# Task requirements
Please copy out each line of the entries in which "below" appears.

---------- Available records ----------

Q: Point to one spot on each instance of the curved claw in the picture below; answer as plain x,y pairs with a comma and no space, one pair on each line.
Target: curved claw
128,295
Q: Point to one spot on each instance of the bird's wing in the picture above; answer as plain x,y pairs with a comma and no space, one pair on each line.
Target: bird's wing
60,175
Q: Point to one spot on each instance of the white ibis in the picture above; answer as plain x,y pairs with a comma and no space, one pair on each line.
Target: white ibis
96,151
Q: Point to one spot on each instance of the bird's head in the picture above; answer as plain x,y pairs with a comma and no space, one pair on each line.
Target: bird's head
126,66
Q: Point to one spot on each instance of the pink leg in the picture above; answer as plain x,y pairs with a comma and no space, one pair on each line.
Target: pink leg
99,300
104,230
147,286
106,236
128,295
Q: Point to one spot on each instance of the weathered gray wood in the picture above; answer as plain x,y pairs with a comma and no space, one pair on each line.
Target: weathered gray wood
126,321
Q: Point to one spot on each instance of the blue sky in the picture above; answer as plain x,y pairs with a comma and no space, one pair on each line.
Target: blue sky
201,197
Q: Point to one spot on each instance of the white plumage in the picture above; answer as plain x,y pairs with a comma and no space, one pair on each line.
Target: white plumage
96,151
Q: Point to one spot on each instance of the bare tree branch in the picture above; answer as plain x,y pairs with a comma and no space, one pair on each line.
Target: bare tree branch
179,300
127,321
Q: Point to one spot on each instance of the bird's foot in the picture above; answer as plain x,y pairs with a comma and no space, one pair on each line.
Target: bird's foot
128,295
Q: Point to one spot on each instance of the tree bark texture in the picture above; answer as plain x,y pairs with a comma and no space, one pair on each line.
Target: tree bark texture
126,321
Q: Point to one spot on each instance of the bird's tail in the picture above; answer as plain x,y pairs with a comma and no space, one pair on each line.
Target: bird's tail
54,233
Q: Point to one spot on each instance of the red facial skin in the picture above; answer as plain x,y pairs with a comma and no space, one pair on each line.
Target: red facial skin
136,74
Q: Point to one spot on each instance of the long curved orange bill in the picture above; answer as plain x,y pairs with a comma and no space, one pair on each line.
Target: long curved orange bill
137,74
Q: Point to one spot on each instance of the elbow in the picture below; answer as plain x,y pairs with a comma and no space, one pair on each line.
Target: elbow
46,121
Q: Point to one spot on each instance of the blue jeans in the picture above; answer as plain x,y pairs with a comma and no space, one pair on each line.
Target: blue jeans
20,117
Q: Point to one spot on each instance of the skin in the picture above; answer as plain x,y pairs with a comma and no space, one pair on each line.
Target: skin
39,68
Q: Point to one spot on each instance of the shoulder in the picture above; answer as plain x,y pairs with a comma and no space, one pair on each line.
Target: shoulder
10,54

----------
---------- Available records ----------

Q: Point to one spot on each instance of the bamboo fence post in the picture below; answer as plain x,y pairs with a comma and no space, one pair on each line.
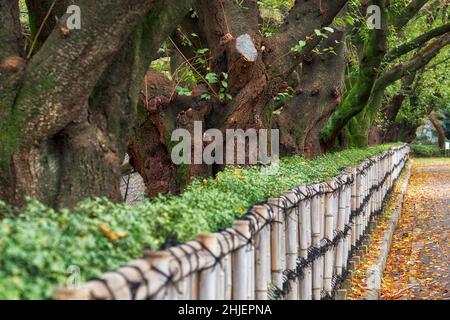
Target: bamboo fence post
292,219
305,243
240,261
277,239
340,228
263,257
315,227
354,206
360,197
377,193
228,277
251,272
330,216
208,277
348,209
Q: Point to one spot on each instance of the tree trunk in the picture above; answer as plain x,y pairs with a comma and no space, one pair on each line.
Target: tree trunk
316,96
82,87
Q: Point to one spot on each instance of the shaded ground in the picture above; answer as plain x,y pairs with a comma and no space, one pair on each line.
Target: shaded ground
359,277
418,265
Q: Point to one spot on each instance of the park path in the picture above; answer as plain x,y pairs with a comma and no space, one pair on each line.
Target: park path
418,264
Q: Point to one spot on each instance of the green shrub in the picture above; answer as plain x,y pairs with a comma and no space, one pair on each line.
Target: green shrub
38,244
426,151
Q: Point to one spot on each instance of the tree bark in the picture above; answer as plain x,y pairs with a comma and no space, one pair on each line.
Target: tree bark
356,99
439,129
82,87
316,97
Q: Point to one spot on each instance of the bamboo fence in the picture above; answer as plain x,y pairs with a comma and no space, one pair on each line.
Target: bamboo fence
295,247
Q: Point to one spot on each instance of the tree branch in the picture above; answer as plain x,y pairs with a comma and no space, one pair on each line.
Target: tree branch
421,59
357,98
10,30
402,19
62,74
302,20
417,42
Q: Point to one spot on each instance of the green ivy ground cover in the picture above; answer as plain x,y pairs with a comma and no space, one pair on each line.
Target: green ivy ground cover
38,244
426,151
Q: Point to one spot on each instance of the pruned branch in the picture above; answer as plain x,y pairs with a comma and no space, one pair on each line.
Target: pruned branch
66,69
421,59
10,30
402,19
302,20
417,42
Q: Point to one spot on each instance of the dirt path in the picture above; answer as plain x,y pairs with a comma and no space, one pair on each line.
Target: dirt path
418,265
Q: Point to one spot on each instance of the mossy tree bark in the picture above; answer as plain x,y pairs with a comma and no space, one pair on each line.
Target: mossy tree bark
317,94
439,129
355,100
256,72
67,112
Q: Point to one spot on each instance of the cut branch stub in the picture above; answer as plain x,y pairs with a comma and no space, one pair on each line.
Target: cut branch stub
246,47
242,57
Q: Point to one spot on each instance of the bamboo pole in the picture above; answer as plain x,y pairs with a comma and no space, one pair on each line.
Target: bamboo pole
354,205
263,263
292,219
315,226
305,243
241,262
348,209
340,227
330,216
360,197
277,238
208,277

----------

# Solved problem
Q: Point to one spot on each instance of the curved claw in the picture below; answer as plain x,y pairs with a comma and no space, one pair on each line.
Q: Point to one spot on each instance of the elbow in the picture below; answer as plain x,y pairs with a comma and no space, one pair on each line.
Q: Point to one spot on each instance of the bamboo fence post in the picture below; answer as plain x,y pairs with a comma and no space, one pair on each line.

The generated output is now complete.